* _DESCRIPTION OF THE TASK_
Take every line of the material and reproduce it exactly.

* _INFORMATION PROVIDED_
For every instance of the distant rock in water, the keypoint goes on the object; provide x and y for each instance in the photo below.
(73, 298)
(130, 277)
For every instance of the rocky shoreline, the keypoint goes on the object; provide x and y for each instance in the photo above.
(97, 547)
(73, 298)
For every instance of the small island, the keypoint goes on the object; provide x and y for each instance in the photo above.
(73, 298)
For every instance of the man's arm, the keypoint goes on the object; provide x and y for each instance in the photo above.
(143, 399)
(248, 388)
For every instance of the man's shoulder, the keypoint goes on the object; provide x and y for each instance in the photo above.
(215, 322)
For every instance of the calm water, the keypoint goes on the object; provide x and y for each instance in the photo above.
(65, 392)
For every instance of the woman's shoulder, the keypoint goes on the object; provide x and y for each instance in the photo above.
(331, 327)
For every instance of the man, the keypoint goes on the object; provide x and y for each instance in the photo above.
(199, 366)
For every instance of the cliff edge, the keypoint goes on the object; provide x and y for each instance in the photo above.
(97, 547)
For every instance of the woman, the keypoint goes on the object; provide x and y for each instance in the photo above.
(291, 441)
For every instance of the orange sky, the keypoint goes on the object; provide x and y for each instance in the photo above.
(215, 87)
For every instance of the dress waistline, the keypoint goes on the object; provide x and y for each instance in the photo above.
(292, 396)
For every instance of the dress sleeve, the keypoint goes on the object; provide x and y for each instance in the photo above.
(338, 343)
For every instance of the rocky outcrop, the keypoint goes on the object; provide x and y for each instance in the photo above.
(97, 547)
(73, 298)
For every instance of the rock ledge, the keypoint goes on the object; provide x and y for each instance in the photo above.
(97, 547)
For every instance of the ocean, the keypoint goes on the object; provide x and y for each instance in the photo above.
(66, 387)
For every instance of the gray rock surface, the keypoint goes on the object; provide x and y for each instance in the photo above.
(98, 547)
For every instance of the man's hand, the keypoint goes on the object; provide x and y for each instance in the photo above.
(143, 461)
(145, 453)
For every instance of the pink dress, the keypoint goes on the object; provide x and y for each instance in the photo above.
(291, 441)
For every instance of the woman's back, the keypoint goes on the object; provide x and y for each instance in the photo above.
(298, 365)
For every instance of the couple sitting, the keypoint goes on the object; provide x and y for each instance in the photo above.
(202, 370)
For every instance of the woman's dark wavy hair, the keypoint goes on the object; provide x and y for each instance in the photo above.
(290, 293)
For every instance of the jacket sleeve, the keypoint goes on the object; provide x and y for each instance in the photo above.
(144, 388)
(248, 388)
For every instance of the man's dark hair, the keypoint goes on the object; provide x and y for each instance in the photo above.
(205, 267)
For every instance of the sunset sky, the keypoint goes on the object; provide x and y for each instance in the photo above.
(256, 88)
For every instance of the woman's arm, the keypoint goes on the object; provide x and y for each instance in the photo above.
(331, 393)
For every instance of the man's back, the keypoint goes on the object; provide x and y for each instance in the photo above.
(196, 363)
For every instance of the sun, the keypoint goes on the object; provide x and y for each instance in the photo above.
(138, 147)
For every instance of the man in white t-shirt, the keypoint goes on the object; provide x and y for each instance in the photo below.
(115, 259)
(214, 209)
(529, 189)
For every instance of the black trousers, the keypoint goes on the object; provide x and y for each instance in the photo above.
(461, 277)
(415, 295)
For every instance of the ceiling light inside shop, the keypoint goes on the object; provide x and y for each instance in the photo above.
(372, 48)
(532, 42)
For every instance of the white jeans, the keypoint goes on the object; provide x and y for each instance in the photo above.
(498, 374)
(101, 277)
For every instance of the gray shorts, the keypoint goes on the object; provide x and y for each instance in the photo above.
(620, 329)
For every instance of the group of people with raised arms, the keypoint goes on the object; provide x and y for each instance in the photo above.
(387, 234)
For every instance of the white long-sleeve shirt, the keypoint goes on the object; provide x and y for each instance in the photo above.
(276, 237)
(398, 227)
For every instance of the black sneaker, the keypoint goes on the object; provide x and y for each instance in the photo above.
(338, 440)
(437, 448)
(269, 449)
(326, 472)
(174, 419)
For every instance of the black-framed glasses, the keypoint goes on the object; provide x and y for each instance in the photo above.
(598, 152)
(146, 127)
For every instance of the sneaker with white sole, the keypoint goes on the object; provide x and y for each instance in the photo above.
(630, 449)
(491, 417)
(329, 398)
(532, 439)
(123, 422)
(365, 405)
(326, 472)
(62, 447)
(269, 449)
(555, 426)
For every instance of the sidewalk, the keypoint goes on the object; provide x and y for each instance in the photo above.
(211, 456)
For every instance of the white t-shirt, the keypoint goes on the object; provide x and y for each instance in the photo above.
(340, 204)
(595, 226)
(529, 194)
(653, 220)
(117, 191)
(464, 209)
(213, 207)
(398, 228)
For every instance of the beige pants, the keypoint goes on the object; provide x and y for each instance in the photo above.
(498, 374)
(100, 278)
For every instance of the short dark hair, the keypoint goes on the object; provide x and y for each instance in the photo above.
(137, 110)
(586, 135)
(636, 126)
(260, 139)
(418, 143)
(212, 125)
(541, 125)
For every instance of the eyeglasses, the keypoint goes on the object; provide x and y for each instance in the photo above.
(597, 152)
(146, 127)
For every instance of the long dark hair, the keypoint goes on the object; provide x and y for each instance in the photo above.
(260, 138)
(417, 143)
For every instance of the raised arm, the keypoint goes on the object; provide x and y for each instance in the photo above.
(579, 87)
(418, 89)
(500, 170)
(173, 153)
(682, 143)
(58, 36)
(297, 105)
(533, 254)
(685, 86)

* _SOLUTION TO THIS EXERCISE_
For every instance of the distant rock in water, the keypoint goes on the object; provide x and y for each instance in the photo below.
(73, 298)
(130, 277)
For every instance of the rocky shoreline, the keypoint goes on the object; provide x and y for each instance in the photo above.
(97, 547)
(73, 298)
For every instance of the small island, the keypoint goes on the object; provide x and y for each instance in the photo above.
(73, 298)
For every instance of the man's arm, the keypoint goes on the object; provide x and y for each instance in the photo above.
(143, 399)
(248, 388)
For every instance of the man's shoulder, the keypoint goes on the object; provide x and y for each instance in the photo above.
(215, 322)
For every instance of the calm water, the keypoint goes on the object; provide x and y for each instance in the photo above.
(65, 392)
For every instance of the woman's shoulder, the keypoint goes on the object; provide x and y for each instance in the photo above.
(331, 327)
For every instance of the man, the keypoint goes on the object; provide x and y for each instance in the photo above.
(199, 366)
For every instance of the cliff edge, the keypoint goes on the object; provide x and y for each instance in the photo above.
(97, 547)
For every instance of the woman, the keypoint goes on the object; provide x and y for each instance in the photo above.
(291, 441)
For every instance of the orange sky, the keypoint goes on the object; provide x and y for each instance in the photo above.
(215, 87)
For every instance of the dress waistline, the keypoint goes on the object; provide x and y for each instance in the photo above.
(292, 396)
For every instance of the dress sleeve, the keypoint goes on the object; provide x and y for each instance in the photo above.
(338, 343)
For every instance of the rocky outcrop, the keypoint goes on the object; provide x and y for each instance in the photo above.
(97, 547)
(73, 298)
For every instance of the rock ledge, the keypoint goes on the object; provide x and y for each instance in the photo above.
(97, 547)
For every instance of the ocean, the keypoint goes on the object; provide x and y for each instance in the photo above.
(66, 387)
For every instance of the gray rock surface, the keypoint goes on the object; provide x and y for each instance in the photo above.
(98, 547)
For every instance of the man's hand, the keypoint goes on the object; provide x and y for each instance in the photo above.
(143, 461)
(145, 453)
For every instance of the pink dress, the keypoint goes on the object; provide x and y for each instance in the photo above.
(291, 441)
For every instance of the woman's back, the keypoint goes on the object; provide x and y for each instance in the photo above.
(298, 365)
For every instance of the couple sitting, the keypoint goes on the object; provide x and y for each instance in the photo above.
(202, 370)
For every instance of the woman's dark wavy hair, the keypoint goes on the object; provide x and y for each instance in the photo above.
(290, 293)
For every instance of the jacket sleeve, the keypoint goes on the object; provide x and y for each instance in the photo above.
(144, 388)
(248, 388)
For every instance of the man's dark hair, the keypoint goes on the object; provide x and y for each instance in the photo above.
(205, 267)
For every instance of the sunset sky, the keypoint goes on the object; provide x and y for each instance in the photo above.
(256, 88)
For every instance of the woman's arm, the keypoint goes on the object; provide x and y for each instance in the photo above.
(331, 393)
For every instance of the man's back, the keypoint goes on the object; provide x and y for each instance in the photo above.
(196, 363)
For every instance of the sun, the keypoint goes on the object; provide x and y for each instance in the photo above.
(138, 147)
For every instance of the man in white t-shirt, the keypoint goes on the object; provide x and y for each instance in the photo below.
(115, 259)
(214, 209)
(529, 189)
For every instance of the black trousers, the keypoint goes on the object; provide x and y for each instance in the photo above.
(461, 277)
(415, 295)
For every instance of the ceiling light inside shop, the keypoint goes on the object; provide x and y for each instance in the photo above.
(372, 48)
(532, 42)
For every instance of the white jeans, the keypoint goes on the object; provide x and y for each instance in the photo above.
(498, 374)
(101, 277)
For every instance of the gray shorts, the keypoint goes on the object; provide x and y for each instance in the photo above.
(620, 329)
For every instance of the group of people with raised arms, the keypoint goes on the object; provide x and y for each instance in the photo above.
(387, 234)
For every instance of the white long-sleeve shirt, the keypoint goes on the object; provide x and y for each instance in the photo above.
(276, 237)
(398, 227)
For every instance of the black sneaker, the keypoint goes on the object; provide x and y for each instance in the photo above.
(338, 440)
(437, 448)
(269, 449)
(326, 472)
(174, 419)
For every instance of the black-framed glasses, the keypoint goes on the object; provide x and y for each instance in the photo above.
(598, 152)
(146, 127)
For every instance of the sneaker with white sole, the keypoint goes on the object; provide x and y for each instance in the photo above.
(630, 449)
(491, 417)
(329, 398)
(532, 439)
(123, 422)
(365, 405)
(326, 472)
(62, 447)
(269, 449)
(555, 426)
For every instance of the sidewalk, the keypoint goes on the object; provide x and y for each instance in the photo above.
(211, 456)
For every instance of the white t-shirt, the keypoint goes on the object; provide x and y for each instance in the photo above.
(340, 204)
(595, 226)
(529, 194)
(653, 220)
(117, 191)
(464, 209)
(213, 207)
(398, 228)
For every instance of the beige pants, the keypoint goes on the object; provide x and y for each instance in the photo above.
(498, 374)
(100, 278)
For every instance of the short dark hair, the keypoint goes on the object; provide x and y for each instance in the photo above.
(137, 110)
(586, 135)
(636, 126)
(260, 139)
(418, 143)
(212, 125)
(541, 125)
For every instance of the eyeglasses, the keypoint goes on the object; provide x and y for each instance in the photo above.
(597, 152)
(146, 127)
For every instance of the long dark hair, the keypoint goes on the object; provide x and y for each instance in the photo above.
(260, 138)
(417, 143)
For every instance of the raised arm, the keypoint goes on the object; provide x and y for each instance in the photo above.
(579, 87)
(418, 89)
(500, 170)
(173, 153)
(682, 143)
(58, 36)
(297, 105)
(533, 254)
(685, 86)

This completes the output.